[Exercise goal]
Render every line of the records below as a numbered list, skipping any blank lines. Leave the pictures out of your list.

___ Data supplied

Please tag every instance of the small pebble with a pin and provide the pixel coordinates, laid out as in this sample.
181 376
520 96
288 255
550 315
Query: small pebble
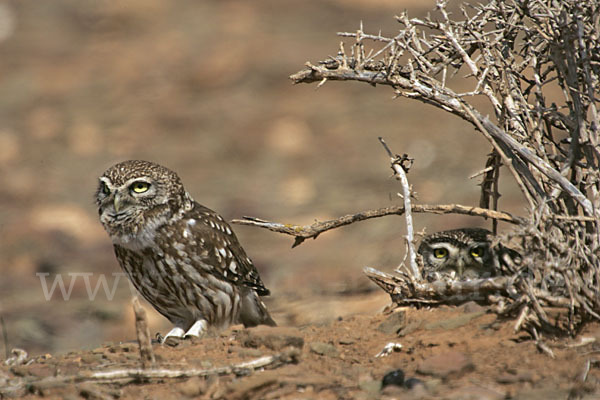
411 383
395 377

______

[Written reply]
1. Please tag every instance of the small pebble with a pin and provide the pixel coordinates, laid out as in this sample.
2. 181 376
3. 520 96
4. 288 255
5. 550 315
6. Query: small pebble
7. 411 383
8. 395 377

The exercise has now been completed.